» Text provided:
++++
Saturday, August 14, 2010

Painting With Sound, Playing With Color

It's Music/Open Thread Saturday, but no particular topic or direction comes to mind. I was flipping through a few books, and found this little nugget of Schuon. He points out that some forms of art are static and objective, others dynamic and subjective.

For example, painting, architecture, and sculpture are both static and objective: "these are above all forms; their universality is an objective symbolism of of these forms."

I don't remember much of the art classes I took in college, but I do remember analyzing various masterpieces for the balance and harmony of elemental forms beneath the image. If I'm not mistaken, abstract expressionists such as Kandinsky were aiming at revealing the "form of form," or pure form, so to speak.

Better look it up: Kandinsky "developed an intricate theory of geometric figures and their relationships, claiming, for example, that the circle is the most peaceful shape and represents the human soul" (wiki).

But in Kandinsky's case -- and contrary to Schuon -- he was specifically aiming at an art that was dynamic, subjective, and musical. According to the wiki article, he related the act of painting to creating music, writing that "Colour is the keyboard, the eyes are the harmonies, the soul is the piano with many strings. The artist is the hand that plays, touching one key or another, to cause vibrations in the soul." Indeed, "music is the ultimate teacher."

The article goes on to say that the influence of music was very important to "the birth of abstract art, as [music] is abstract by nature -- it does not try to represent the exterior world but rather to express in an immediate way the inner feelings of the human soul. Kandinsky sometimes used musical terms to designate his works; he called many of his most spontaneous paintings 'improvisations,' while he entitled more elaborated works 'compositions.'"
++++
» Extracted data:

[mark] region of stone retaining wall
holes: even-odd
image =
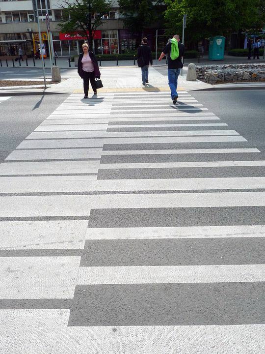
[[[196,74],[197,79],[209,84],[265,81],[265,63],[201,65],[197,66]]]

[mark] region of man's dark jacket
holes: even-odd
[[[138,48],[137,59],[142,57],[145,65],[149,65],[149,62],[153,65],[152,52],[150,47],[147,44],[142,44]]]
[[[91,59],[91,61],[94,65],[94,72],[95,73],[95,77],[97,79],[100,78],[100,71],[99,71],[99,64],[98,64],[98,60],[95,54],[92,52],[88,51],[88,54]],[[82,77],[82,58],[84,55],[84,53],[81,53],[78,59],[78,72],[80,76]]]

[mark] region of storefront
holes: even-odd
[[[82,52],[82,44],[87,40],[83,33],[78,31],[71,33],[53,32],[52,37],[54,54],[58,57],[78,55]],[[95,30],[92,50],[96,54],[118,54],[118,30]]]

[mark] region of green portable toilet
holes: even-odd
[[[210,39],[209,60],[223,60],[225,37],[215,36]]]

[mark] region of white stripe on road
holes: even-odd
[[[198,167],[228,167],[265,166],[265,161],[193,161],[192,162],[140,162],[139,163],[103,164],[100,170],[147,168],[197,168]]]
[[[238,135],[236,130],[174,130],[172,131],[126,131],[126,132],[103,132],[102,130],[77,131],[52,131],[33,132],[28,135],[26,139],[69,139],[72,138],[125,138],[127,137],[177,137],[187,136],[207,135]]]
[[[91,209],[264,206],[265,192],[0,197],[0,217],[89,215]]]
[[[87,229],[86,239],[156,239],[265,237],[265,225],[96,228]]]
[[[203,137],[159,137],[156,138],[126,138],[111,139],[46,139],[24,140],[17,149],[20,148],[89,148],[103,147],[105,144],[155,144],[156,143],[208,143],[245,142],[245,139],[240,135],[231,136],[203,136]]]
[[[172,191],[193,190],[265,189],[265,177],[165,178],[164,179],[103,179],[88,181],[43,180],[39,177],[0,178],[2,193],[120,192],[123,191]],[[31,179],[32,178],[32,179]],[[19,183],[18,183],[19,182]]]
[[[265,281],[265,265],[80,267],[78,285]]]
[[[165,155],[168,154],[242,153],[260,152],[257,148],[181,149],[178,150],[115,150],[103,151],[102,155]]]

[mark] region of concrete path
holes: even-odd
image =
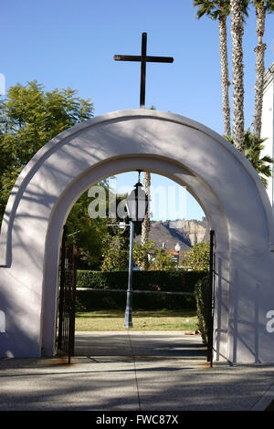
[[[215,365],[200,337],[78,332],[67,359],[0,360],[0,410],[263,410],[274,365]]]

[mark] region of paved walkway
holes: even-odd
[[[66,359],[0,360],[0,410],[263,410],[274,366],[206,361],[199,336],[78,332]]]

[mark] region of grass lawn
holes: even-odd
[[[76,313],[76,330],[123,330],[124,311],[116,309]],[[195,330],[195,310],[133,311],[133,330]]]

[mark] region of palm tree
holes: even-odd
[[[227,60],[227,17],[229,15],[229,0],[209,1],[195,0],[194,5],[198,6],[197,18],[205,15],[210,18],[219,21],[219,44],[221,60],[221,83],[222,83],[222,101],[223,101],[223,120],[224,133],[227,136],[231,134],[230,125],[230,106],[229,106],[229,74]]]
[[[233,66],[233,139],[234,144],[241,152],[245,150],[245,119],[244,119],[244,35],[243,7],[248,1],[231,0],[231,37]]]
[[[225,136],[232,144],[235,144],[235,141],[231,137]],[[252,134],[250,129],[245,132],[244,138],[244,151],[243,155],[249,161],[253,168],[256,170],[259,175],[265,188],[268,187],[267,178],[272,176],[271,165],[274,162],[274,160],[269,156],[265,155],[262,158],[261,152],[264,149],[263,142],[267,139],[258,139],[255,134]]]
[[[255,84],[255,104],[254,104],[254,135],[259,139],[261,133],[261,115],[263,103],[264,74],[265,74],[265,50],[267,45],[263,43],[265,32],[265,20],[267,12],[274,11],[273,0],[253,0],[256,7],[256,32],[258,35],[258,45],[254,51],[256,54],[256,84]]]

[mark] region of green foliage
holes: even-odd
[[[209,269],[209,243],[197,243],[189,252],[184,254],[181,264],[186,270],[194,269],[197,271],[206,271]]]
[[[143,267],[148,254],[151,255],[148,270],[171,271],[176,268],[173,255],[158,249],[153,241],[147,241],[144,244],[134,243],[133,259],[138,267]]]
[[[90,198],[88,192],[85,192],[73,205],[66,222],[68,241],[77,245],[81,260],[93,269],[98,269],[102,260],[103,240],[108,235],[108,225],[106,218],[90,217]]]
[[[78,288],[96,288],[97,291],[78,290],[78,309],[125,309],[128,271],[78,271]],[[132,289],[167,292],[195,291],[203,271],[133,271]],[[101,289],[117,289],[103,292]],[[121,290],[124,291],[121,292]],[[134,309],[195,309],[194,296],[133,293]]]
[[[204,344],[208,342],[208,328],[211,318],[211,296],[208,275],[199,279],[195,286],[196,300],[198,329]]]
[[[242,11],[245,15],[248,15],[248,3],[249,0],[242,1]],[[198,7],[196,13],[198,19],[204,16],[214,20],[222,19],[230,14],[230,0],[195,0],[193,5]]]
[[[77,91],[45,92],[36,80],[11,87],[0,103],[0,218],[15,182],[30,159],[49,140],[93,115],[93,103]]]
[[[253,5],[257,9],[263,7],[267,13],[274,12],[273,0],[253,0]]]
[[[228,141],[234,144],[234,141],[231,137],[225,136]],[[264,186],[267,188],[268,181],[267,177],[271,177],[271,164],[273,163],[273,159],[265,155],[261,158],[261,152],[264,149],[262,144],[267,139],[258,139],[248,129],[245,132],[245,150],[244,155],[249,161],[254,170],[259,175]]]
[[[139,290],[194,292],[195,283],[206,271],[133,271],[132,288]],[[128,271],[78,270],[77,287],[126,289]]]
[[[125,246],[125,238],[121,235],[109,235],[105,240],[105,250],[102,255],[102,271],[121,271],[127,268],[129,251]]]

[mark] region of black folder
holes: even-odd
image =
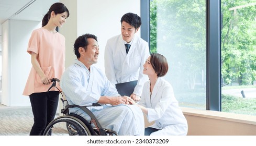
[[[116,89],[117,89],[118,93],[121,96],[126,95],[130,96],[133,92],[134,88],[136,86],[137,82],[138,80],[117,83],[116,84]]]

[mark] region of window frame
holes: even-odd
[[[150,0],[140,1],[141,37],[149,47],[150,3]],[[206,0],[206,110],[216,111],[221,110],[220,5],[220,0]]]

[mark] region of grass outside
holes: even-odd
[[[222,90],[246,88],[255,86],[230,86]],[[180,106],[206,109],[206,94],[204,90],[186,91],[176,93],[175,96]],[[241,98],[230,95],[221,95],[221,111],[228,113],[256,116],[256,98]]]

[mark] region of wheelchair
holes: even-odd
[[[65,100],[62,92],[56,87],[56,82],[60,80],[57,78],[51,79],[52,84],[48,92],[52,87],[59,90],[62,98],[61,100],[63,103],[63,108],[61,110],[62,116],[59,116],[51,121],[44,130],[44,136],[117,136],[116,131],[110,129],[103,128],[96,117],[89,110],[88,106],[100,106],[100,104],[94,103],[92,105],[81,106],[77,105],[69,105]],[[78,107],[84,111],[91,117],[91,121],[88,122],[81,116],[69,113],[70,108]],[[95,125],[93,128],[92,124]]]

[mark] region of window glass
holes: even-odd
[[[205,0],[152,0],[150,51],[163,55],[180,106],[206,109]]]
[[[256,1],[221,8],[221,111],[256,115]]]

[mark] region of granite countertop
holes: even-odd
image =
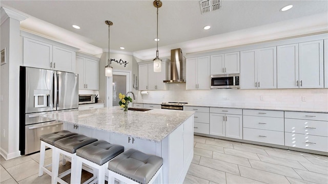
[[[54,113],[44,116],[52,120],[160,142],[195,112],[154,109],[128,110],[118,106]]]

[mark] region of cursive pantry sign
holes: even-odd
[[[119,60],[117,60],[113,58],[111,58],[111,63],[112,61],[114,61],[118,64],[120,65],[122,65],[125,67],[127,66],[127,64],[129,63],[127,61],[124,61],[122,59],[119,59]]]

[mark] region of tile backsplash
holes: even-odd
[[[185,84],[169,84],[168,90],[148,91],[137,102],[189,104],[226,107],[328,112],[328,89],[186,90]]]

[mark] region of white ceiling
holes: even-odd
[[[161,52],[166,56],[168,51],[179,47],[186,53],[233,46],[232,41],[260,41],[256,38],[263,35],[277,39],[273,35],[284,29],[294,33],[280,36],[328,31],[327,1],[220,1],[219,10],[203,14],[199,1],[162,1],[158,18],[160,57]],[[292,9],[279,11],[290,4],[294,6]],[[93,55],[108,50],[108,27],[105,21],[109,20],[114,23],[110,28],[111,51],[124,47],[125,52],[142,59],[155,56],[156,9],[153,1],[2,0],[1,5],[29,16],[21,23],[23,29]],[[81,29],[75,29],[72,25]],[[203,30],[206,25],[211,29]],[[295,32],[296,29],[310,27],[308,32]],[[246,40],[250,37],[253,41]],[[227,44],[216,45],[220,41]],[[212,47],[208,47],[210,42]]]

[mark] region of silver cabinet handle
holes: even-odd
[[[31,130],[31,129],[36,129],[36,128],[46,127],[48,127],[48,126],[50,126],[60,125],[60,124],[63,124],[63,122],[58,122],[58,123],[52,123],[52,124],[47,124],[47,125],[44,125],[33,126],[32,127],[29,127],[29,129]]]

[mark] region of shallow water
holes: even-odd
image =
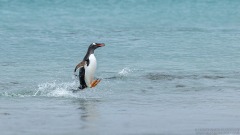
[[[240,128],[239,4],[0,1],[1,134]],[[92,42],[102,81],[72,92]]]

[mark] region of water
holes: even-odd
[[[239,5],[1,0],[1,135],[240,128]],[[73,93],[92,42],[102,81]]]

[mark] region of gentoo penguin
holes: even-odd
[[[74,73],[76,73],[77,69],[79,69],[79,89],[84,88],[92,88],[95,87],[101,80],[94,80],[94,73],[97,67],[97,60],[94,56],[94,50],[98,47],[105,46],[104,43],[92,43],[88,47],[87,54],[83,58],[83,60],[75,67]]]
++++
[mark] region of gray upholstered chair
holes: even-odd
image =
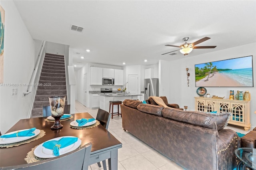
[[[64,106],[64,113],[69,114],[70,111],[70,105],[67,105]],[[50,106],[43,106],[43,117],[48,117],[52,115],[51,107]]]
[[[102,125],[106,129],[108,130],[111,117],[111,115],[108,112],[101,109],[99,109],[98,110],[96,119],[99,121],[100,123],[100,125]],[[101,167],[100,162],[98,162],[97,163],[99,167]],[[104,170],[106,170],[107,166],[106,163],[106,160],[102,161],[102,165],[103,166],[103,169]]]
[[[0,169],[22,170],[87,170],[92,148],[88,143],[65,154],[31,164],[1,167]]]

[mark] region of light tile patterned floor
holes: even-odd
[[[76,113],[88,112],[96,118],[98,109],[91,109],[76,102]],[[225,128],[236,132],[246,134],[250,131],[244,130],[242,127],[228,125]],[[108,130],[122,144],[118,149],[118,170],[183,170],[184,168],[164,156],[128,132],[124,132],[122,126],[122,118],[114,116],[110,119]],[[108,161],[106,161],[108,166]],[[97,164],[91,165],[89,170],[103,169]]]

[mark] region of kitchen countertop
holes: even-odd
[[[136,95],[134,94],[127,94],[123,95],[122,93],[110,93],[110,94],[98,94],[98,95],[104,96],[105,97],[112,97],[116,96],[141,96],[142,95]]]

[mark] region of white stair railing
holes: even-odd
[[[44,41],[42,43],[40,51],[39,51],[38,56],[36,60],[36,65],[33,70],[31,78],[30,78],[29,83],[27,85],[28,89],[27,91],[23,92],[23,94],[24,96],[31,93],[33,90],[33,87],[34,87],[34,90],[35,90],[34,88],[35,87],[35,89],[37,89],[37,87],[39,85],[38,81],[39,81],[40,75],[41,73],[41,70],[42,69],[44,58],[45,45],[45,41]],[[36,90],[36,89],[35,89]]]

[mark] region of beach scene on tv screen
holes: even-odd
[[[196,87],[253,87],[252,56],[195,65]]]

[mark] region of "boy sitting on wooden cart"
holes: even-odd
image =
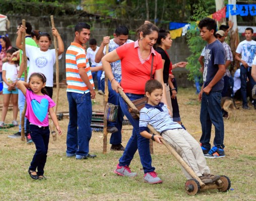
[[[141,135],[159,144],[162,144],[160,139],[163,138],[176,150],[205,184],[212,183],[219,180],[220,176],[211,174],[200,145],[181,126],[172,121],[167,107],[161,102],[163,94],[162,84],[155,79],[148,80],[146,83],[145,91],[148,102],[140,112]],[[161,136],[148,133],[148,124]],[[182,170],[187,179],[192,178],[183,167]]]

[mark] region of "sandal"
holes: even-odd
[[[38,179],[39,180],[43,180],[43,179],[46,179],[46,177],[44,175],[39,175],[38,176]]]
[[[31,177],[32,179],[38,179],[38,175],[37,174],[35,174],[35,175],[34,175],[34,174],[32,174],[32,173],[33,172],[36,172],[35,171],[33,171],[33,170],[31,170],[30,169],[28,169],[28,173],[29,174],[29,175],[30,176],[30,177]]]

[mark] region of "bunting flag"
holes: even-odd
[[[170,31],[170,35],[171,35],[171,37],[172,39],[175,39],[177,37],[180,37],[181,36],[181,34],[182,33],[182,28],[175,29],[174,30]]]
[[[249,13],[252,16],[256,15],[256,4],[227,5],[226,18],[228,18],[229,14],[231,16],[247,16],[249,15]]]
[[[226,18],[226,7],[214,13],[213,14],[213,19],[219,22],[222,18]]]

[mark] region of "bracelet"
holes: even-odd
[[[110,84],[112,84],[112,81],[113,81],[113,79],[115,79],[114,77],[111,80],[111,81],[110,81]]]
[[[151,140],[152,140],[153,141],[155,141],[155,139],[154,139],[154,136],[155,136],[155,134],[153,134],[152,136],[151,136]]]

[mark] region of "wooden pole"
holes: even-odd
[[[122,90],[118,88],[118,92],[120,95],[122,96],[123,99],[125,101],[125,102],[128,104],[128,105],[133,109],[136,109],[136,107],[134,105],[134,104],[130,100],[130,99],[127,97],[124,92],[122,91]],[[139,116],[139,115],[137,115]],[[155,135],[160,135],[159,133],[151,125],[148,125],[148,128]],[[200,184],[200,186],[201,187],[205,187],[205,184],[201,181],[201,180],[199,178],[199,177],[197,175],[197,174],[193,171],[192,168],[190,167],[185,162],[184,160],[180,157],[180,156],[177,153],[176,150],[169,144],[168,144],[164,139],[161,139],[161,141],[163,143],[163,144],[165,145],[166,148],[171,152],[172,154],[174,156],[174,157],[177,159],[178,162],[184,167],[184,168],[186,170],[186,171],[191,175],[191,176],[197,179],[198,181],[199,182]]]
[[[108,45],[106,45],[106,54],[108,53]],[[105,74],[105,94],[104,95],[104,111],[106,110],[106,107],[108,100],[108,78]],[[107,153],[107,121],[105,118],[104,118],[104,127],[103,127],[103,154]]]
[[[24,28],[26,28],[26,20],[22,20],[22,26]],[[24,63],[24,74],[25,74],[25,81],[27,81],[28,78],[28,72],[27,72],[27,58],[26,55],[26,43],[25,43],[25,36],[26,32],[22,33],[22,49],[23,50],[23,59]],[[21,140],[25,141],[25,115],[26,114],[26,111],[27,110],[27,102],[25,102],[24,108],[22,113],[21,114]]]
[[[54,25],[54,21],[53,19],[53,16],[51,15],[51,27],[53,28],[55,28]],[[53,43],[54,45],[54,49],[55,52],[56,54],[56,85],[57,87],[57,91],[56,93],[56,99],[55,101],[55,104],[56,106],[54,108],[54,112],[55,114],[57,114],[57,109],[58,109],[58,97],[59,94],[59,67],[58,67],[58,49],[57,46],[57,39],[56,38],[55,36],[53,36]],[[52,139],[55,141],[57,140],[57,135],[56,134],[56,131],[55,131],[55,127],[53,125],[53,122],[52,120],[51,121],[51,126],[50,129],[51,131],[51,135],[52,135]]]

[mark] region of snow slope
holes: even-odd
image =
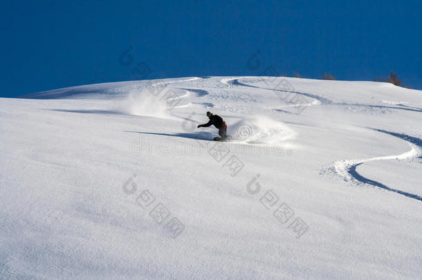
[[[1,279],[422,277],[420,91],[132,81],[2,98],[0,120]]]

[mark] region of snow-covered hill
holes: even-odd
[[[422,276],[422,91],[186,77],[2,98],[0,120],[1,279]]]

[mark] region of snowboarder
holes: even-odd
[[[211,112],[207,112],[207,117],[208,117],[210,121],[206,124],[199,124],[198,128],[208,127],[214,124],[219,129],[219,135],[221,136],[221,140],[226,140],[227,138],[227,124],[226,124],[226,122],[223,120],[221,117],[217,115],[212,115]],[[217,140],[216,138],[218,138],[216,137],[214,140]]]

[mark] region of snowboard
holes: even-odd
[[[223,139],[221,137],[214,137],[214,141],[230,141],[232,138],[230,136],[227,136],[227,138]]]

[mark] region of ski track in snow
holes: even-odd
++++
» What the task asks:
In the blog post, which shape did Kandinsky claim is the most peaceful? Rely only on the blog post, not on the entries.

» Expected answer:
The circle.